(Direction):
Return all of the lines below exactly as they are.

(Material):
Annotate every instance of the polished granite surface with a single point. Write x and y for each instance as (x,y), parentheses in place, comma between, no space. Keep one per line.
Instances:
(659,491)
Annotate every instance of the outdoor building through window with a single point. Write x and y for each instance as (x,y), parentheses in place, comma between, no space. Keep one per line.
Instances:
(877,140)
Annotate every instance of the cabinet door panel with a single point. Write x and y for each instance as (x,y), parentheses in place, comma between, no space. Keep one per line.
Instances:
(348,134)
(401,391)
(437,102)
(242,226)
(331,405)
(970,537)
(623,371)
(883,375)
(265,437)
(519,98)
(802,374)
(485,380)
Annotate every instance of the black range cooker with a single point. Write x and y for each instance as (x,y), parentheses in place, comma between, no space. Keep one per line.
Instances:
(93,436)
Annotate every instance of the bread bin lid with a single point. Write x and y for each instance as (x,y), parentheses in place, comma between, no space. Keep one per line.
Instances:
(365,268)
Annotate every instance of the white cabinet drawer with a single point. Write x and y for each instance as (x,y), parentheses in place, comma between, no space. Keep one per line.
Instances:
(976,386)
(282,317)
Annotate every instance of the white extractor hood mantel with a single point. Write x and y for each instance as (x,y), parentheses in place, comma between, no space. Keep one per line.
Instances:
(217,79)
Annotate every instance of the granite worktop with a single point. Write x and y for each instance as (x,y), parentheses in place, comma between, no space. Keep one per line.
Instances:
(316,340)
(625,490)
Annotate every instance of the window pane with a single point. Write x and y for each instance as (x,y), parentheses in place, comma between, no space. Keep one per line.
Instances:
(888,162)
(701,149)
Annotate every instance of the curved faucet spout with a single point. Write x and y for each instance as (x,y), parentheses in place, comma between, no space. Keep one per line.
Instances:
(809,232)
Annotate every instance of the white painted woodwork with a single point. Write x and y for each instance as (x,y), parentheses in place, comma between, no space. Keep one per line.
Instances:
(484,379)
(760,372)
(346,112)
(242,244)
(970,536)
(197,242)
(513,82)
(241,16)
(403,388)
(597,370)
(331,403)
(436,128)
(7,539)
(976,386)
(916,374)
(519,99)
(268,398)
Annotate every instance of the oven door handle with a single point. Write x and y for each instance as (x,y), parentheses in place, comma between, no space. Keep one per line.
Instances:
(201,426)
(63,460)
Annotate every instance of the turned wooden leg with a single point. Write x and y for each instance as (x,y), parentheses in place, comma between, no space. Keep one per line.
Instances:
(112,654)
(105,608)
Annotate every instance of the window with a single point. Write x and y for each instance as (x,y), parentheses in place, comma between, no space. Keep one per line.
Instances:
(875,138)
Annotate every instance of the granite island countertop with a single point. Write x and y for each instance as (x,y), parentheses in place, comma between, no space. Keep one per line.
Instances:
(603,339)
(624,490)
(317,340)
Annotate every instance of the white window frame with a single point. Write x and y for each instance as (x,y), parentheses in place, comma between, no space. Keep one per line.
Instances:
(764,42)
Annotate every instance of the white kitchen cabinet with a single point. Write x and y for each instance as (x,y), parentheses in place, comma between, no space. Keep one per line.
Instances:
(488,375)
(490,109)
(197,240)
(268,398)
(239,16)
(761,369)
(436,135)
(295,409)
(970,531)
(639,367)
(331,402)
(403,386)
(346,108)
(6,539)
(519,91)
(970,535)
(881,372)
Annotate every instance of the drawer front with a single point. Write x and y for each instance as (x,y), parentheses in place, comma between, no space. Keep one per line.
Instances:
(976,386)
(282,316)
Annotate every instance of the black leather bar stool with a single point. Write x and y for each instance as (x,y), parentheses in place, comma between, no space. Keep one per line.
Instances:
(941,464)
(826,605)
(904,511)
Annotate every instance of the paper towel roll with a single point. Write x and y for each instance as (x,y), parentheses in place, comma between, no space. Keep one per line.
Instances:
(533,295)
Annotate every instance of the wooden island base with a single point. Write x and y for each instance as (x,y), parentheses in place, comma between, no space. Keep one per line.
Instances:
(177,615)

(Answer for this exercise):
Annotate every instance of the polished granite surface with a single point. Write x and y for each instance as (x,y), parentheses in place, comma between, no space. Keep one per line.
Instances:
(659,491)
Annotate every instance of the outdoor building through window with a single point. Write x and y for each instance as (x,y), parentheses in place, comma between, no space. Keep one per line.
Instances:
(877,140)
Annotate every instance of the cabinet door panel with a single point. Write x and y for each instance as (x,y), parentheses in place, comma between, no space. Keep one per line.
Instances:
(348,134)
(401,391)
(437,102)
(242,226)
(331,405)
(970,537)
(623,371)
(883,375)
(265,437)
(519,98)
(802,374)
(485,380)
Annotate every instance of the black range cooker with a single point. Write x and y for each instance as (x,y), parentheses in place, comma between, no space. Keep one per line.
Instances:
(93,436)
Annotate every instance of the bread bin lid with a single point. Write x and y for each instance as (x,y), parentheses in place, comma between, no space. Keep one per line.
Instances:
(365,268)
Annotate every instance of the white cabinet drawer with a single point. Write x and y for each instance as (x,y), parentheses in place, comma between, no space. Keep one per line.
Instances:
(976,386)
(282,317)
Annotate every instance of the white extractor hood mantel with a single point. Write x and y for each instance as (x,y), parentheses in place, comma between, no space. Keep one per line.
Instances:
(217,79)
Annotate every instance of the granite worktop with a single point. Write x and y for each instance as (x,y), parentheses in place, comma between, no space. Keep one per line.
Instances:
(316,340)
(625,490)
Annotate every instance of the window pane with a single point. Write x and y for each instance as (x,y), parentheses in place, comma between, no space. Keep one per line.
Instances:
(888,162)
(701,149)
Annotate every instance of the curved faucet spout with a single point. Write x and y for each instance as (x,y), parentheses in place, comma between, no space. Keep one per line.
Instances:
(809,232)
Annotate every instance of the white painted woodwork with a single point. Write x and y for each instance as (x,y), parentheses in place, comma between, no space. Keep one per line.
Instances:
(484,379)
(760,372)
(346,112)
(242,244)
(970,536)
(197,242)
(513,82)
(241,16)
(403,388)
(597,370)
(331,403)
(436,128)
(7,539)
(976,386)
(916,374)
(519,99)
(268,398)
Annotate every instance of the oven door handle with a single point. Write x and y for each instance as (x,y), parentheses in place, comma between, no space. Keep one per line.
Instances:
(201,426)
(63,460)
Annotate every instance of the turned wooden leg with a single point. Write x and y for each instance as (x,y), parentheses in place, comma between, no space. Keep one per line.
Instances:
(112,654)
(105,608)
Annotate every instance of the window with a single point. Write x and y for each instance as (x,y), parentheses in place, comma between, no space. Keep one per line.
Instances:
(875,138)
Annotate every instance of the granite island countertop with a single point. Write x and y for each instance as (x,y), parentheses in place, comma between, no space. Keep one per line.
Instances:
(603,339)
(624,490)
(317,340)
Annotate every instance of the white window frame with a single point. Write x and y for each instance as (x,y), parentheses in place, comma between, no space. Keep one per line.
Instances:
(764,42)
Annotate every instance of the white kitchen cabinet with a single point. Write x and y for each instance as (x,y), parentheses in place, comma between, no space. Keep one per line.
Instances:
(488,375)
(490,109)
(197,240)
(268,398)
(239,16)
(761,369)
(436,135)
(295,409)
(970,531)
(639,367)
(331,402)
(403,386)
(346,108)
(6,539)
(519,91)
(970,535)
(881,372)
Annotate every instance of the drawer front with a single point. Write x and y for each instance as (x,y), parentheses in place, comma between, no space. Keep one per line.
Instances:
(976,386)
(282,316)
Annotate every instance of the black leather bar stool with a single point. Write x and y for each instance as (x,y), parentheses in place, comma between, no space. Keep one per line.
Instances:
(941,464)
(826,605)
(904,511)
Annotate every instance of the paper towel roll with a single point. Write x and y for each instance as (x,y), parentheses in place, comma between, no space. Keep one per line.
Instances:
(533,295)
Annotate every instance of the wooden island base with a single point. Write x and y for each instance as (x,y), parentheses in place, comma between, no space. Keep one per line.
Instances:
(177,615)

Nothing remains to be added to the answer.